### Exercise aim:
Write out, precisely and in full, each line of the material.

———

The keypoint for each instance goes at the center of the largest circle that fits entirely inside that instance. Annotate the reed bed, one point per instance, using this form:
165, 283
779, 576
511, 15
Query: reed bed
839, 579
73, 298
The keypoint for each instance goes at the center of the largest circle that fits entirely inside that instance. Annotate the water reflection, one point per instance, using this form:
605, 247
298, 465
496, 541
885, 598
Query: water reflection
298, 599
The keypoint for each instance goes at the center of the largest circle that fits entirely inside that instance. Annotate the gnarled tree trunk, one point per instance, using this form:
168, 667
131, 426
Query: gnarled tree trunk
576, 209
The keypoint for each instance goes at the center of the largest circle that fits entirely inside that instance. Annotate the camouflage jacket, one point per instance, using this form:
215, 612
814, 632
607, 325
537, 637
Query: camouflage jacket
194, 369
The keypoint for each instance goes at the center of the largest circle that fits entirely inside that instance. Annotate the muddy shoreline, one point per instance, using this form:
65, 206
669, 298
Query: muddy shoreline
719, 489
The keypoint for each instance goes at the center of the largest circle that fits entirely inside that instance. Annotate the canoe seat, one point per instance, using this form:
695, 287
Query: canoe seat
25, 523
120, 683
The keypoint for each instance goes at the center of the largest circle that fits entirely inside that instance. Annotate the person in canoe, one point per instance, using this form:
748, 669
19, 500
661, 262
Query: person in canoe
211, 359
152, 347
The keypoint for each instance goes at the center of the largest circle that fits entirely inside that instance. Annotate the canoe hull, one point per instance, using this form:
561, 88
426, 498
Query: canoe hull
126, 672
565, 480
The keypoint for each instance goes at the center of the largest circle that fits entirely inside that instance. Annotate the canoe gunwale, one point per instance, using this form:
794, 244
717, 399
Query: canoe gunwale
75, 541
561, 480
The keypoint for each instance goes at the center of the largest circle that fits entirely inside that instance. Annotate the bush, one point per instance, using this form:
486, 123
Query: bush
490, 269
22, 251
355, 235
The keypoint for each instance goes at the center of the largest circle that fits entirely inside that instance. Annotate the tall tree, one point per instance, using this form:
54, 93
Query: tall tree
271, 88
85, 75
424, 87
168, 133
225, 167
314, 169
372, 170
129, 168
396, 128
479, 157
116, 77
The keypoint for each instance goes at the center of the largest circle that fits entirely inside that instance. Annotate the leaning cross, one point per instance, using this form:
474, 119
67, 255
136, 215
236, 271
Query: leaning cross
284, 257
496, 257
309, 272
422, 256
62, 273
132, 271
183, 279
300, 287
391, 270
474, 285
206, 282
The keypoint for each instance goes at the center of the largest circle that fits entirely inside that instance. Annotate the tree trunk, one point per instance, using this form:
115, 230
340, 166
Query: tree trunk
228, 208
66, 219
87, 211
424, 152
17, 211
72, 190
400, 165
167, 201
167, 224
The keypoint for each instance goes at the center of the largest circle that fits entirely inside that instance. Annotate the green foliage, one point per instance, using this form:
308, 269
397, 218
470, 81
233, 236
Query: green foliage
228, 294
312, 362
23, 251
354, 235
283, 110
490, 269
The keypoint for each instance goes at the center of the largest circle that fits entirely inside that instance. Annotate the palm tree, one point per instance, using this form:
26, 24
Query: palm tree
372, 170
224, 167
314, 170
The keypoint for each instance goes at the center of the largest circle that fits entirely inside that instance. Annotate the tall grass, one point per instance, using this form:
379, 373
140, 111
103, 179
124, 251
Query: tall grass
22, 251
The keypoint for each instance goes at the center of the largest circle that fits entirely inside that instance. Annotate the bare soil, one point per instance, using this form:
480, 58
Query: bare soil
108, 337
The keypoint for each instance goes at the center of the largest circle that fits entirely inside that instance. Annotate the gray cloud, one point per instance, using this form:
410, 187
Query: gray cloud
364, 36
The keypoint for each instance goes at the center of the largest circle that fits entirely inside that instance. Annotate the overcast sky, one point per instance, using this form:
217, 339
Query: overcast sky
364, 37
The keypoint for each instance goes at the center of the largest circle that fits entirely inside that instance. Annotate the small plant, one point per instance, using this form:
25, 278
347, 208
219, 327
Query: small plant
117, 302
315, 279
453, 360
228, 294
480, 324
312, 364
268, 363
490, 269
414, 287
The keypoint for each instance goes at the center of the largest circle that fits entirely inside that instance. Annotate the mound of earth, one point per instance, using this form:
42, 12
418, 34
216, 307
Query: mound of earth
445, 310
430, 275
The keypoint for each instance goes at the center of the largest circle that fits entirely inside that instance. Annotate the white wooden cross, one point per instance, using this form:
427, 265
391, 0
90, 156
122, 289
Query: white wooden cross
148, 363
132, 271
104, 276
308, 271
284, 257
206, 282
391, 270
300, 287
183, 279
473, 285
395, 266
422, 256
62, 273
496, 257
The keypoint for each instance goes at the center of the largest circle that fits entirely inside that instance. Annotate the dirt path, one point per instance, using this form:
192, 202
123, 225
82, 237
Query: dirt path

———

### Task answer:
The keypoint for each instance goes at the center of the largest circle that fits entirely inside that instance. Annotate the reed bed, one point per instance, using this form:
165, 283
779, 576
511, 15
Query: reed bed
839, 579
73, 298
The keypoint for each instance goes at the center of the largest circle that fits entirely inside that instance. Annotate the water reflection, one point per instance, using this form:
605, 247
298, 465
496, 541
885, 598
Query: water reflection
298, 599
The keypoint for each instance goes at the center of the largest circle that fits entirely inside that instance. Annotate the gnarled tree trunk, one point per instance, using this form:
168, 667
131, 426
Query: gnarled tree trunk
576, 209
The keypoint for each instance goes at the center of the largest circle that fits entirely inside that instance. Annotate the camouflage jacket, one point per instance, using this form:
215, 612
814, 632
607, 325
537, 637
Query: camouflage jacket
194, 369
The keypoint for each instance goes at the center of the largest circle that fits entirely inside that instance. Annotate the muddy shoreline, one point per instance, using this form:
65, 206
669, 298
Query: muddy shoreline
719, 489
The keypoint for each instance goes at the center of the largest circle that fits entirely inside that instance. Annotate the canoe seat, one point per instance, using this form:
695, 287
Query: canoe seat
25, 523
120, 683
The keypoint for each instance goes at the center of the largest circle that fits entirely inside that instance. Annotate the person in canoe, one point per instance, using this form:
748, 669
19, 500
661, 262
Query: person in canoe
211, 359
152, 347
The keypoint for each instance goes at the center of the largest circle that fits entirely inside that instance. Annotate the canoe hull, one point per instance, using this form:
561, 88
426, 498
Query: canoe hull
126, 672
565, 480
The keypoint for each instance goes at the center of the largest circle that fits entirely inside that instance. Annotate the canoe gunwale, one point per instance, using this form:
794, 244
717, 399
Query: canoe gunwale
75, 541
561, 480
The keypoint for each instance goes at the center of the largest circle that fits entirely inside that instance. Annotate the bush, one point per instance, using this form:
486, 123
Query: bush
490, 269
22, 251
355, 235
The keypoint for each instance goes at the center of the largest circle that fits entirely inside that instance. Annotate the tall tree, one point per instance, using this form:
54, 93
Query: tall tree
271, 88
85, 75
424, 87
168, 133
225, 167
314, 169
372, 170
129, 168
396, 128
479, 157
116, 77
The keypoint for each instance goes at the center of the largest circle that fits entirely inside that instance. Annotate the leaning cross, one point per instance, using this form:
474, 119
67, 255
136, 215
236, 271
Query: leaning cross
284, 257
496, 257
309, 272
422, 256
62, 273
132, 271
183, 279
300, 287
391, 270
474, 285
206, 282
The keypoint for each instance goes at the center of the largest circle that fits entirely inside that instance. Annotate the tree trunk, one point per instance, using this form:
115, 230
340, 166
Query: tree trunk
228, 208
66, 219
87, 211
424, 152
17, 211
72, 190
400, 165
167, 201
167, 224
The keypoint for each instance goes at the center of the largest circle that fits entirely inside that instance. Annotate the green foliage, one point per instance, using this form:
308, 269
397, 218
470, 81
233, 236
Query: green foliage
228, 294
312, 362
23, 251
354, 235
283, 110
490, 269
The keypoint for each instance goes at the center of the largest circle that fits entirely inside that instance. Annotate the palm tree, one point per instance, using this form:
26, 24
Query: palm tree
372, 170
224, 167
314, 170
The keypoint for each instance goes at the center of the largest circle that fits entirely inside that instance. Annotate the tall grass, one point per instance, using this form:
379, 373
140, 111
103, 179
124, 251
Query: tall grass
22, 251
The keypoint for each instance goes at the center of the largest circle that fits entirely inside that instance. Annotate the bare soil, one point per instance, using this form:
480, 58
Query: bare soil
108, 337
The keypoint for each instance goes at the center of the largest circle that fits entirely inside that instance. Annotate the gray cloud, one point per instance, using this form:
410, 187
Query: gray cloud
364, 36
The keypoint for each instance goes at the center of the largest circle that fits entirely inside that instance. Annotate the overcast sky, one point per instance, using this form:
217, 339
Query: overcast sky
364, 37
The keypoint for each instance goes at the center of the largest circle that fits entirely inside that instance. Annotate the small plant, one point per instance, using this form:
25, 278
347, 208
219, 327
Query: small plant
117, 302
315, 279
453, 360
228, 294
480, 324
312, 364
268, 363
490, 269
414, 287
The keypoint for each instance goes at the center of the largest circle that fits entirely inside that instance. Annotate the mound of earth, one point per instance, using this form:
42, 12
418, 34
216, 307
Query: mound of earth
445, 310
430, 275
The keypoint for each instance goes at the center of the largest circle that fits entirely inside that instance. Annotate the white wooden cross, one point per instance, using this form:
427, 265
391, 0
90, 156
122, 289
Query: white wooden cross
148, 363
132, 271
104, 276
308, 271
284, 257
206, 282
391, 270
300, 287
183, 279
473, 285
395, 266
422, 256
62, 273
496, 257
The keypoint for each instance goes at the center of the largest circle that fits entirely inside that instance. Annotate the dirt path, one point per instance, using this form:
192, 202
123, 225
82, 237
Query: dirt path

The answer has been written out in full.